## Given records
◇ ◇ ◇ ◇ ◇
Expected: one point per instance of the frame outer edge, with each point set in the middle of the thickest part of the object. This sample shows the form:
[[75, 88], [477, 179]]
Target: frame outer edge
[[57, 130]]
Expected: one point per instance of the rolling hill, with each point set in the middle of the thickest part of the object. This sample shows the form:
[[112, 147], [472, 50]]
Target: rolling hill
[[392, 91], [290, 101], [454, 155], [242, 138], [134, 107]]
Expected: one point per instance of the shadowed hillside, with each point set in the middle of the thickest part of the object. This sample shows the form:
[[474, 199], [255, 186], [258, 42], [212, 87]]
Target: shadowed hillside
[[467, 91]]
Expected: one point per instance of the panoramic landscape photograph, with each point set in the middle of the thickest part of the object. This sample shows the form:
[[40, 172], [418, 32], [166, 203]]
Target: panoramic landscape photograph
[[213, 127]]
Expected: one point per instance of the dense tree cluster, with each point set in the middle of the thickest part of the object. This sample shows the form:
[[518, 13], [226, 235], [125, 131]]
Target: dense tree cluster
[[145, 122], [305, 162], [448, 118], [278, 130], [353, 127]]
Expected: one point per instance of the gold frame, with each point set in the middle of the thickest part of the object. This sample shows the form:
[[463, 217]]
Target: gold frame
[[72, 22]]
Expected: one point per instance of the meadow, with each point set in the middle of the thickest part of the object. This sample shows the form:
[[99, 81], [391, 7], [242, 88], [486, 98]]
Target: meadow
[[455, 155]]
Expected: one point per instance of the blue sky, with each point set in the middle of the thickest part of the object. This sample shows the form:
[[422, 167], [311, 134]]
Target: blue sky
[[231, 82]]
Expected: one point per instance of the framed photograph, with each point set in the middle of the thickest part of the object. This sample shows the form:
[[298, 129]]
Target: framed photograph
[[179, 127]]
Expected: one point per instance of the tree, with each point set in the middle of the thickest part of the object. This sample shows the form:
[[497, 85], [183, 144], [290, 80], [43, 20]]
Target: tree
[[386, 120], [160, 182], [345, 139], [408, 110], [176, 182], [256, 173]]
◇ ◇ ◇ ◇ ◇
## Work request
You are asked to transcribe the complete data exactly.

## Task solution
Expected: one point per instance of the frame outer edge, with each point set in the middle of the thickest part of the object. This sample shows the form:
[[75, 88], [477, 179]]
Target: frame outer edge
[[57, 130]]
Expected: one point per instance of the rolling hill, with each point set in the middle of the thickest part of the object. This sample shows the form:
[[112, 147], [472, 50]]
Target: rolling hill
[[392, 91], [290, 101], [454, 155], [242, 138], [134, 107]]
Expected: one point per instance of the shadowed hillside, with each point set in the middle of the thickest part of the object. This sample shows the form:
[[474, 199], [255, 186], [258, 42], [212, 87]]
Target: shadowed hillside
[[467, 91]]
Expected: one point per instance of the panoramic landscape photograph, with each point set in the middle of the thickest part of the object. This sample shows the form:
[[40, 172], [418, 32], [166, 203]]
Target: panoramic landscape photograph
[[213, 127]]
Expected: one point per instance of the dense tree cluster, with each point set in the middle of the thickest part of the object. This sample shows the form:
[[518, 13], [226, 235], [125, 131]]
Target: dense tree cluster
[[145, 122], [305, 162], [448, 118], [278, 130], [353, 127]]
Expected: one point per instance of the gold frame, with each point set in the middle of the thickest part of the object. This sample shows the form:
[[463, 217]]
Target: gold frame
[[72, 22]]
Expected: one point per instance of the meadow, with each point set in the middle of the thickest part of the object. This sample shows the form:
[[99, 81], [391, 7], [242, 88], [486, 98]]
Target: meadow
[[455, 155]]
Expected: one point per instance of the blue sky, with each point set in the middle of the thickest part of the object. This sample shows the form:
[[422, 167], [311, 134]]
Target: blue sky
[[231, 82]]
Expected: one point per instance of the framed photograph, with each point set in the middle of the thickest part of the object. This sample shows the form:
[[298, 129]]
Target: framed photograph
[[179, 127]]
Expected: one point per instance of the tree, with each point set in the middle of the thickest part of the object. This sample shows the form:
[[497, 85], [183, 144], [290, 80], [43, 20]]
Target: tree
[[386, 120], [160, 182], [345, 139], [408, 110], [176, 182], [256, 173]]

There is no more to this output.